Pointing records:
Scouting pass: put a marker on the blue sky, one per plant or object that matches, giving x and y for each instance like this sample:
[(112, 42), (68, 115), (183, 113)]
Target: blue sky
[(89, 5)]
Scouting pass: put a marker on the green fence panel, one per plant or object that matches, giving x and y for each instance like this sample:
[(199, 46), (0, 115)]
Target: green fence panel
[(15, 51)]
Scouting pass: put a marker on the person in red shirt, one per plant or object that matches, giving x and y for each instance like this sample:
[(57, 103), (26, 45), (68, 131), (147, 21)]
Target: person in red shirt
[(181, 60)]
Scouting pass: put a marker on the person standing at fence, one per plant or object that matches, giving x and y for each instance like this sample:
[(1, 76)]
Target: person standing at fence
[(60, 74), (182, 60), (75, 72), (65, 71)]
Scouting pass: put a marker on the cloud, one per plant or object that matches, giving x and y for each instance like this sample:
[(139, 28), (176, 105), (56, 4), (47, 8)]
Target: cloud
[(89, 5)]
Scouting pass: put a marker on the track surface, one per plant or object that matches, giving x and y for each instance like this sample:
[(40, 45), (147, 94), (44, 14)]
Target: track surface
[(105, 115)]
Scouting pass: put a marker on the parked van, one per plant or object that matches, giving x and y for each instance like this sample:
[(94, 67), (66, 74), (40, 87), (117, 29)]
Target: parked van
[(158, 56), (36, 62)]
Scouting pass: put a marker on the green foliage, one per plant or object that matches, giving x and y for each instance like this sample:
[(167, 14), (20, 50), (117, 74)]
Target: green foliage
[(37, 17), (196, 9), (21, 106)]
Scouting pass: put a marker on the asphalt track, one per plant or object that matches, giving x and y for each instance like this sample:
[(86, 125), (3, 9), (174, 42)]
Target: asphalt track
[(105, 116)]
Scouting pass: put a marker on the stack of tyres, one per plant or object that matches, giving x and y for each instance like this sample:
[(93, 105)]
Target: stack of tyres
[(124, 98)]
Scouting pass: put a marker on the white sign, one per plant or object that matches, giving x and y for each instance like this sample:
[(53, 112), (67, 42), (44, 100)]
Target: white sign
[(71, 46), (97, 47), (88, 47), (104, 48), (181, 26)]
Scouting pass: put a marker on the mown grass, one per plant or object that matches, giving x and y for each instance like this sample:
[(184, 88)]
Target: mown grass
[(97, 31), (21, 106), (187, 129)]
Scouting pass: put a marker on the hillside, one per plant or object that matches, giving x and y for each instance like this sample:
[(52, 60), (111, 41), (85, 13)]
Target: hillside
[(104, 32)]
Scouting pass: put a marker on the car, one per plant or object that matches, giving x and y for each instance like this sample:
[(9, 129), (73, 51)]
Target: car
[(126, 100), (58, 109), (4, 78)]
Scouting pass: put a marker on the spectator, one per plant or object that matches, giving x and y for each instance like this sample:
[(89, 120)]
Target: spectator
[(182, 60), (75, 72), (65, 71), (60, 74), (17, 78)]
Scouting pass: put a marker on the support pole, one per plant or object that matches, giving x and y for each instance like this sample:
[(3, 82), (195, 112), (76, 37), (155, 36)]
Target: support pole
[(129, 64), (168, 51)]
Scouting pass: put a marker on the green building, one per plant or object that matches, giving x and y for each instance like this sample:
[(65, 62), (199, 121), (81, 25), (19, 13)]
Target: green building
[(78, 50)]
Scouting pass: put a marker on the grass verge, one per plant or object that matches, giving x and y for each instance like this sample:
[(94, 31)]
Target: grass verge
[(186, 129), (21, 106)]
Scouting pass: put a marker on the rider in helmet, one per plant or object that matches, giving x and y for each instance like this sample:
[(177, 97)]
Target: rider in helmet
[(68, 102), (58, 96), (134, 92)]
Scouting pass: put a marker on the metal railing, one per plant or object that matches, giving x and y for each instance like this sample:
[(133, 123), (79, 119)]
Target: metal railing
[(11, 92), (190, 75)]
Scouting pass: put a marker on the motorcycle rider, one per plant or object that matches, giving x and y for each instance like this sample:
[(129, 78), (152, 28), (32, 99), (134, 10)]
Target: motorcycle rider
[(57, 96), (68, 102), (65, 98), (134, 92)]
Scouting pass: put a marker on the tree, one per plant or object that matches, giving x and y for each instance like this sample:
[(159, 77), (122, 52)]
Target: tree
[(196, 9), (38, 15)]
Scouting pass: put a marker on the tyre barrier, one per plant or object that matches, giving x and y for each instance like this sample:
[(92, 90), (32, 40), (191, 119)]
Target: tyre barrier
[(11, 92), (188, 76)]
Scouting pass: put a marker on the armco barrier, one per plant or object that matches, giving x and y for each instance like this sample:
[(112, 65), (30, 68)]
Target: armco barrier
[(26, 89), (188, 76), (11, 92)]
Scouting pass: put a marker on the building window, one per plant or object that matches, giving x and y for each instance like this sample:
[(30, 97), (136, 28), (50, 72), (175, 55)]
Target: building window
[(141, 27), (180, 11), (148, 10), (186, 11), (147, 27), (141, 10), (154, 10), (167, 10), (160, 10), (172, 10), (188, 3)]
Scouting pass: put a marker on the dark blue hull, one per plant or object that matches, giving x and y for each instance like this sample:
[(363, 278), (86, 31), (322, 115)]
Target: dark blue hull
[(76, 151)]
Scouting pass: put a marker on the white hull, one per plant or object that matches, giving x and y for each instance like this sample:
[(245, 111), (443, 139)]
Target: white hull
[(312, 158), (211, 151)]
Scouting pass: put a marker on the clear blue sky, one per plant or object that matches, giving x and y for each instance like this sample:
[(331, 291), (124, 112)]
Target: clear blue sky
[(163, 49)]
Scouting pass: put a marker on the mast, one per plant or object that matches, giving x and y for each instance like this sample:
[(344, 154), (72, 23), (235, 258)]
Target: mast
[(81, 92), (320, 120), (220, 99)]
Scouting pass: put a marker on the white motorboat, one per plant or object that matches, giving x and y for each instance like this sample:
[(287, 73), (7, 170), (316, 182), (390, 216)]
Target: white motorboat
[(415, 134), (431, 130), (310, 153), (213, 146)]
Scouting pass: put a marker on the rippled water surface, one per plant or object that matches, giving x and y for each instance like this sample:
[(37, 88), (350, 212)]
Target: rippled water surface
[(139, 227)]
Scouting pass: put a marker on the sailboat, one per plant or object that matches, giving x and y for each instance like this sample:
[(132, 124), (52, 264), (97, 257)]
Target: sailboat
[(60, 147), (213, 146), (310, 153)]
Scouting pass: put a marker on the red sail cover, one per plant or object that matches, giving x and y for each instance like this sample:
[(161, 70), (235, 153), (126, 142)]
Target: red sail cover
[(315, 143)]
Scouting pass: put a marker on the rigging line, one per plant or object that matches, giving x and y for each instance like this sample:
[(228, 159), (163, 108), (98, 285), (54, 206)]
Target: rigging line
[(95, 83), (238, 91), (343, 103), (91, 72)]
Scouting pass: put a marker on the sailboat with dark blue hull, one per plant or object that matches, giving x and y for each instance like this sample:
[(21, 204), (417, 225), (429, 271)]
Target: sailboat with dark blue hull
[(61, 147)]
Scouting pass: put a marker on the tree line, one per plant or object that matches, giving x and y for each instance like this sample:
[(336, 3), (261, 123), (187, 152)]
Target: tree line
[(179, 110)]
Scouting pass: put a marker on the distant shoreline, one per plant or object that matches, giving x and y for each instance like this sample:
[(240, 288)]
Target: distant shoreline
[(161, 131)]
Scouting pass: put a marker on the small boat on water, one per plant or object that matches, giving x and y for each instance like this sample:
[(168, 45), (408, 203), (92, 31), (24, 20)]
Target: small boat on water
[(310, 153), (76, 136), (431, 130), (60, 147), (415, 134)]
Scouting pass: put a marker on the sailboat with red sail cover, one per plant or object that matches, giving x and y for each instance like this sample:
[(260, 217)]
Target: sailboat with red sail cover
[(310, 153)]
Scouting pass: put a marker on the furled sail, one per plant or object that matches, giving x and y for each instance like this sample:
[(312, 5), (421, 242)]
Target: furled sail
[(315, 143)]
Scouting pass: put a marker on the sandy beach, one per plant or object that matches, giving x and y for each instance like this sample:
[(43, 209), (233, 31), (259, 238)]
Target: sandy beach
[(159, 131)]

▶ **Problem requirements**:
Reproduce the lines from the one containing "Scouting pass: put a marker on the sandy" through the end of the entries, word for word.

▶ **Solved exercise**:
Scouting pass: put a marker on the sandy beach, one per plant or object that matches, giving x and y for each instance like this sample:
[(43, 209), (233, 31), (259, 238)]
Target: sandy beach
[(159, 131)]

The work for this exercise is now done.